Reproduce each of the following records verbatim, without altering any character.

Data records
>> start
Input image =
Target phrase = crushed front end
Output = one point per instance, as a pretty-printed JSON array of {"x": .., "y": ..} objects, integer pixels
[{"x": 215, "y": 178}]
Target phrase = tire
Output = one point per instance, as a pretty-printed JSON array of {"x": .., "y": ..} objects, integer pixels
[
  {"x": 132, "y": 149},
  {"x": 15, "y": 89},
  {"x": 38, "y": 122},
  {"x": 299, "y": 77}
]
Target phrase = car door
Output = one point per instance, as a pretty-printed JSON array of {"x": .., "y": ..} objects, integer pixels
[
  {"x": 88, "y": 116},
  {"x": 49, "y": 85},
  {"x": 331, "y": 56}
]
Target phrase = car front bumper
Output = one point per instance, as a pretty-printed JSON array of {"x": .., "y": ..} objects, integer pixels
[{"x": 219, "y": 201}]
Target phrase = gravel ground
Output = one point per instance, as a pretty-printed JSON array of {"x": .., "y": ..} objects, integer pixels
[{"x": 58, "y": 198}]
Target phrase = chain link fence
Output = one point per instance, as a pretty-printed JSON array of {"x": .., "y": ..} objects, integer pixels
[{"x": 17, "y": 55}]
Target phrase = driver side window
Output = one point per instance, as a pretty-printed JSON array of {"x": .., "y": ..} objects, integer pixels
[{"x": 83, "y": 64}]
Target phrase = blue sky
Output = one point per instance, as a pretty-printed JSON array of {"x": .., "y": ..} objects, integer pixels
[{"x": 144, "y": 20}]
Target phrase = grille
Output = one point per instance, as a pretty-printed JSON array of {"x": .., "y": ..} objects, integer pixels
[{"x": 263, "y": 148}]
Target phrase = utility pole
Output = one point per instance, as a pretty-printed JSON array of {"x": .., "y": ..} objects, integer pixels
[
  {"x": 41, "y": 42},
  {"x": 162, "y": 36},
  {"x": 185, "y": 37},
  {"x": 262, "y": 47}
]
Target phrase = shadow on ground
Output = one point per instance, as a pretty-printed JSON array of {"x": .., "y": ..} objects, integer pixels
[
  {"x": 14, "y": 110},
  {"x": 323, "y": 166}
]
>> end
**Exercise result:**
Input image =
Target phrase = crushed front end
Output = one point per instance, as a pretty-printed JSON array of {"x": .., "y": ..} objects, integer pixels
[{"x": 215, "y": 178}]
Target phrase = tire
Output = one point per instance, as a pretty-printed JSON array of {"x": .., "y": ..} objects, integer pixels
[
  {"x": 132, "y": 149},
  {"x": 15, "y": 89},
  {"x": 38, "y": 122},
  {"x": 299, "y": 77}
]
Target phrase = car door
Output = one point per instance, as a pretty-printed JSON array of {"x": .., "y": ..} objects, integer pixels
[
  {"x": 88, "y": 116},
  {"x": 49, "y": 85},
  {"x": 331, "y": 56}
]
Target phrase = car front bumper
Output = one point per instance, as a pretty-printed JSON array of {"x": .., "y": ..} objects, integer pixels
[{"x": 219, "y": 201}]
Target phrase = gravel ground
Output = one point per instance, as a pretty-printed JSON array of {"x": .., "y": ..} objects, integer pixels
[{"x": 58, "y": 198}]
Target phrase = chain link fence
Output = one point per instance, as a pretty-printed JSON array of {"x": .., "y": ..} objects, integer pixels
[{"x": 17, "y": 55}]
Target phrase = driver side window
Output = one point per instance, as a pretty-printed JSON array of {"x": .., "y": ..} objects, integer pixels
[{"x": 83, "y": 64}]
Target phrase = blue sky
Output = one point per instance, as a pretty-printed JSON array of {"x": .., "y": ..} objects, integer pixels
[{"x": 144, "y": 20}]
Target phrase = grille
Output = one point per instance, as a pretty-printed JSON array of {"x": .., "y": ..} objects, integer pixels
[{"x": 263, "y": 148}]
Target phrase = utility pole
Output = one point per instance, as a pretty-printed JSON array of {"x": .., "y": ..} objects, integer pixels
[
  {"x": 41, "y": 42},
  {"x": 162, "y": 36},
  {"x": 185, "y": 37},
  {"x": 262, "y": 47}
]
Target phrase = shadow on ground
Output = one point per instance, as a pretty-printed JSON array of {"x": .., "y": ..} objects, integer pixels
[
  {"x": 14, "y": 110},
  {"x": 323, "y": 166}
]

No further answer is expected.